**Supplied information**.
#####
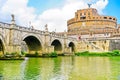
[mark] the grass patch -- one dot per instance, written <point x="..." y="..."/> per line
<point x="87" y="53"/>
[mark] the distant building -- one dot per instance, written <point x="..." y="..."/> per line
<point x="87" y="23"/>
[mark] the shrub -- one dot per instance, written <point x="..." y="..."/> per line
<point x="116" y="52"/>
<point x="53" y="54"/>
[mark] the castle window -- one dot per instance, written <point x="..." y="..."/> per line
<point x="84" y="13"/>
<point x="110" y="18"/>
<point x="83" y="17"/>
<point x="80" y="14"/>
<point x="105" y="17"/>
<point x="88" y="13"/>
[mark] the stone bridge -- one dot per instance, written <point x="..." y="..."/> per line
<point x="14" y="38"/>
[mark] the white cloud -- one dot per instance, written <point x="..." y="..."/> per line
<point x="55" y="18"/>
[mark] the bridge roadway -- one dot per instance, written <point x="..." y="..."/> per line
<point x="14" y="38"/>
<point x="102" y="38"/>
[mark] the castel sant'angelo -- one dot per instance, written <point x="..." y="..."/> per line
<point x="88" y="25"/>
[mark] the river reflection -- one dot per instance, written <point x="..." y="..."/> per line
<point x="62" y="68"/>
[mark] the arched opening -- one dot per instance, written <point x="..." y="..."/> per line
<point x="1" y="47"/>
<point x="57" y="46"/>
<point x="33" y="44"/>
<point x="71" y="44"/>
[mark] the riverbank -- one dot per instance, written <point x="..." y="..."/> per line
<point x="87" y="53"/>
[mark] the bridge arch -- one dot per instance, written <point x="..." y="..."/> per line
<point x="2" y="45"/>
<point x="34" y="44"/>
<point x="57" y="45"/>
<point x="72" y="45"/>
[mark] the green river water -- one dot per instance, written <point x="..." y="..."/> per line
<point x="61" y="68"/>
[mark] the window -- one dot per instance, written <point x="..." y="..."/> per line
<point x="110" y="18"/>
<point x="105" y="17"/>
<point x="88" y="13"/>
<point x="80" y="14"/>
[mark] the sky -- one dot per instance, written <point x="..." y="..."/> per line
<point x="54" y="13"/>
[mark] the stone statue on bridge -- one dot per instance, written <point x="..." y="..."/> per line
<point x="46" y="27"/>
<point x="13" y="17"/>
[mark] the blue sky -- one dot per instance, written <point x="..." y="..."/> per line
<point x="112" y="8"/>
<point x="55" y="13"/>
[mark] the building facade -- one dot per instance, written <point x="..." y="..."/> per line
<point x="88" y="24"/>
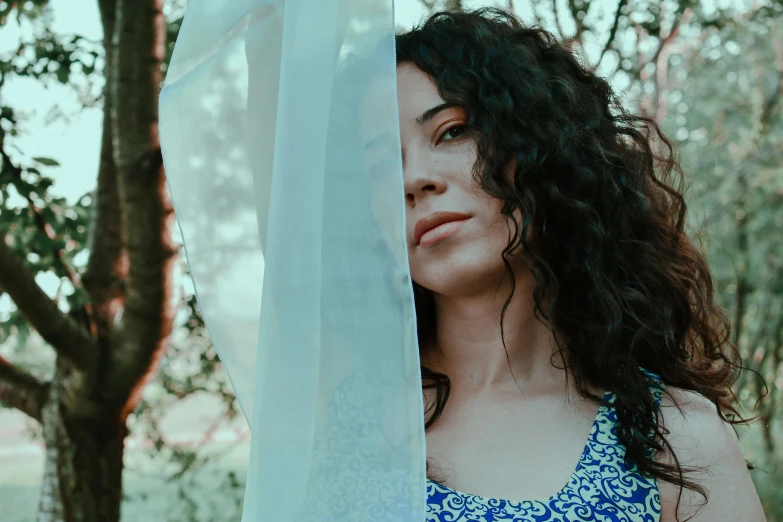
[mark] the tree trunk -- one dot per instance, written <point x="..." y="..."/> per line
<point x="83" y="467"/>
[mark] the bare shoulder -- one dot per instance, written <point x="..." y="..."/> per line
<point x="702" y="440"/>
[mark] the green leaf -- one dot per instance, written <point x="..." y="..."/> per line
<point x="49" y="162"/>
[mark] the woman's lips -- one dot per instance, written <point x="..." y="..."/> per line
<point x="440" y="232"/>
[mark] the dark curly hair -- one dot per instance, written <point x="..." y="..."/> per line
<point x="618" y="282"/>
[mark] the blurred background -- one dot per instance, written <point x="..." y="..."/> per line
<point x="89" y="243"/>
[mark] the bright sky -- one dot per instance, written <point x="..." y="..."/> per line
<point x="75" y="141"/>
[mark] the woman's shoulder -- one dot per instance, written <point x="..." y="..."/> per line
<point x="702" y="440"/>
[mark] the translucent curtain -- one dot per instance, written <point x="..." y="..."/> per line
<point x="293" y="226"/>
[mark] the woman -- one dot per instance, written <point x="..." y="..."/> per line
<point x="548" y="256"/>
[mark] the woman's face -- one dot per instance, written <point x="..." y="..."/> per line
<point x="460" y="258"/>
#####
**What is expected**. Everything from the line with "[mark] the blurred" to the end of the listing above needs to be duplicated exactly, both end lines included, with nothing more.

**Response**.
[mark] the blurred background -- one dot per instance, written <point x="..." y="..."/> per line
<point x="89" y="243"/>
[mark] the bright sky -- one dot per instance, written <point x="..." y="..."/> per line
<point x="75" y="141"/>
[mark] the woman's shoulder -- one dot per instance, written <point x="..." y="..."/> per line
<point x="702" y="440"/>
[mark] the translucent curtain -- one dot per instance, written <point x="..." y="..."/> per line
<point x="293" y="226"/>
[mark] the woman -- one dot per instance, written <point x="..." y="..."/> per line
<point x="548" y="256"/>
[mark] the woman's face -- one dot per instance, written <point x="..." y="..."/> per line
<point x="460" y="258"/>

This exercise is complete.